| TEXT |

******

# Hit and Run In Boston



## Irish Wampanoag (Apr 6, 2003)

Hey Guys,what do you think about that hit and run case in Boston. Mr Joao Depina 26 while in a SUV hits Mr Paris Booker 15 nearly killing him and takes off and the only thing the police can do is summons Mr De Pina to court.

I think we need to change the MV laws in Massachusetts ASAP


----------



## mazz (Aug 5, 2002)

I think the judge should let the mother get her hands on that asshole. I thought the old lady was going to kill Depina in the courtroom :BE: .


----------



## ShakeEmDOwn016 (Nov 2, 2002)

It just said on the news that the prosecution asked for bail to be set for $25,000 since this nit has a huge driving record. The judge set bail for $2,500.... What the hell is wrong with this state? Friggin liberals.


----------



## Irish Wampanoag (Apr 6, 2003)

mazz said:


> I think the judge should let the mother get her hands on that asshole. I thought the old lady was going to kill Depina in the courtroom :BE: .


LOL I did too!!!
The mother had to be lifted by a relative out of court I cant blame her for acting that way. I heard Paris was a good kid, its too bad


----------



## mpd61 (Aug 7, 2002)

Thimios315 said:


> BHCCPD, I always roll through your campus at night. Where the hell are you guys? I see your cruisers parked behind the fence right off of Rutherford Ave.

******

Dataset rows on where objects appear
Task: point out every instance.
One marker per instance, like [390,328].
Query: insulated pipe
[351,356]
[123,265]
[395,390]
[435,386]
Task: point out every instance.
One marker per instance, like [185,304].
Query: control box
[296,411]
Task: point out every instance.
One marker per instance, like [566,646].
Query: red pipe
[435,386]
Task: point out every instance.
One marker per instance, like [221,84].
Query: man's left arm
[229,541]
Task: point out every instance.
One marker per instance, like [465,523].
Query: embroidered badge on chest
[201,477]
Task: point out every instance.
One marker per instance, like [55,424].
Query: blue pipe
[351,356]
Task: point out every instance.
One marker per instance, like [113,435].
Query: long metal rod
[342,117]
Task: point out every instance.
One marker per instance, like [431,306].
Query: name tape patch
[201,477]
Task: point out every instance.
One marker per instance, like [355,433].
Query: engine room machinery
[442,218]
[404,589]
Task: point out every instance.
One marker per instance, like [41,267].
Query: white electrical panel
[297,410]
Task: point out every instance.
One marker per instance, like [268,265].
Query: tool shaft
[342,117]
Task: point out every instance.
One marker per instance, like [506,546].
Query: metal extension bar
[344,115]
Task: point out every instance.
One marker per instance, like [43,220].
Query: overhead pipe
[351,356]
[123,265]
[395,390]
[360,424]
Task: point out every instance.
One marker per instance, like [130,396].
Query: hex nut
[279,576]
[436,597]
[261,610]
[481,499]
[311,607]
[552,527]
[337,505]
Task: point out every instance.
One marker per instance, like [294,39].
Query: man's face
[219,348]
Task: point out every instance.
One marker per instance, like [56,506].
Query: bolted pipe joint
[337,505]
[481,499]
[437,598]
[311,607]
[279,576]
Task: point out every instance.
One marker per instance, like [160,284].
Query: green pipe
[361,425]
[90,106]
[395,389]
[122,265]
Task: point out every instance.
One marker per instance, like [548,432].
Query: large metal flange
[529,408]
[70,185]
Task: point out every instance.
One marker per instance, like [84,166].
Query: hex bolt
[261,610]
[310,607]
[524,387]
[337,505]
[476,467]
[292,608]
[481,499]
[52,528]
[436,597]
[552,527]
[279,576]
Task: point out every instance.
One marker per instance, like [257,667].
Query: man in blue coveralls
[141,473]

******

| REQUIREMENT |
Can you transcribe the forum thread about the Boston hit and run, starting with "The mother had" and going on through "(Aug 7, 2002)"? Nothing in the lines is needed here.

| RESULT OF THE EXERCISE |
The mother had to be lifted by a relative out of court I cant blame her for acting that way. I heard Paris was a good kid, its too bad


----------



## mpd61 (Aug 7, 2002)